### [TASK BRIEF]
Repeat every record below exactly, leaving out the pictures.

— START OF PROVIDED ENTRIES —

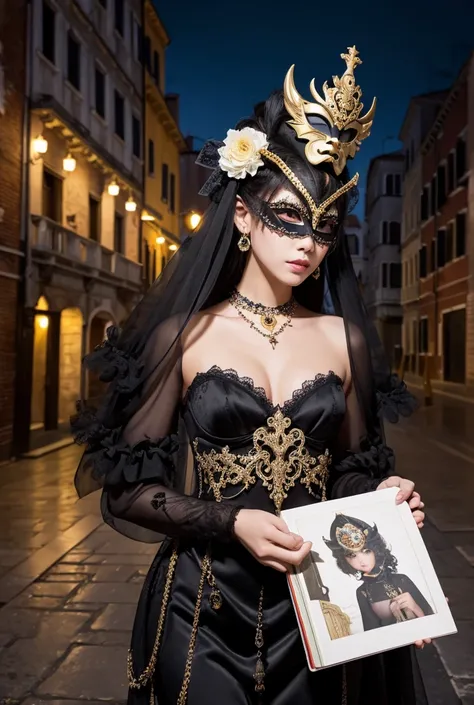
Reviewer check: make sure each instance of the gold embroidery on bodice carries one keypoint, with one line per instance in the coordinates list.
(278, 458)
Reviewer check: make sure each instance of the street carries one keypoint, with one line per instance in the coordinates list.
(69, 585)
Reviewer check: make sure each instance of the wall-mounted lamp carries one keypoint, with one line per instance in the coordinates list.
(69, 163)
(114, 188)
(131, 205)
(39, 146)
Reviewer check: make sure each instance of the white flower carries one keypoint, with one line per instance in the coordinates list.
(240, 154)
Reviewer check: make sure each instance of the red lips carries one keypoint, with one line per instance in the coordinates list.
(300, 262)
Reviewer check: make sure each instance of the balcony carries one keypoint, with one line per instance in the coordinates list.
(56, 245)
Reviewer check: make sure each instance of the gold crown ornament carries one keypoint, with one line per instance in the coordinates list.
(332, 126)
(351, 537)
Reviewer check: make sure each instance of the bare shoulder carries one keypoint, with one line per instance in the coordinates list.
(205, 321)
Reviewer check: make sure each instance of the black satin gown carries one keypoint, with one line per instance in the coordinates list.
(222, 409)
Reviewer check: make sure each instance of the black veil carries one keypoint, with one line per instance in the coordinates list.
(134, 436)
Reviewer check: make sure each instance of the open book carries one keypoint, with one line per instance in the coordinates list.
(368, 584)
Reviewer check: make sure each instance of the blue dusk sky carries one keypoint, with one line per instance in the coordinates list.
(224, 57)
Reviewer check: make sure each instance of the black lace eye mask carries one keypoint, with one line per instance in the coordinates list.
(294, 220)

— END OF PROVIDED ENTRIES —

### [OUTPUT OF THE EXERCISE]
Reviewer check: make sure each instance of the gold embroidery on bodice carries one keypoint, with one line per instance in the coordinates list.
(278, 458)
Reviewer check: make sure each instance of the street carries one keypoint, with one line per instance in the coordinates list.
(69, 585)
Reviewer check: make sure each instance of the wall-mounted lamp carries one keypoint, with one line per instance in the coordinates list.
(69, 163)
(114, 188)
(131, 205)
(39, 146)
Reviewer check: make sure each instance of the white flower carries one keypoint, with one line per instance in the coordinates list.
(240, 154)
Reviewer check: make sure each instance of the red lips carries one keypoint, with one line per instance in the coordinates list.
(300, 262)
Reviewer check: make sure each instance of the balcony carries one keypoint, with one line per instance in the coordinates list.
(56, 245)
Reviewer check: make sure each instance of the gold crown ornament carries one keypoint, with one line per instance in the coordinates list.
(332, 126)
(351, 537)
Reviewer check: make sure each instance of the bare shoulder carries one keypoint, with one line per instance in the coordinates list.
(205, 321)
Reviewer check: make sure each instance of the black satin gown carries one keypoint, with one line per instance in the coordinates list.
(222, 409)
Reviewer check: make sure each instance of the black veil carries one keypoint, with one line per instance in the coordinates list.
(134, 436)
Reviewer check: make sure each instance of the open book carries one keypoint, with one line per instance in the coordinates list.
(368, 584)
Reviewer check: make sure each instance of the blue dusk sky carries one keypoint, with one line per instance in the coordinates list.
(224, 57)
Reviewer check: make sure each instance of the black lace eye mask carries one keypoint, with one line per instance in the coordinates list.
(294, 220)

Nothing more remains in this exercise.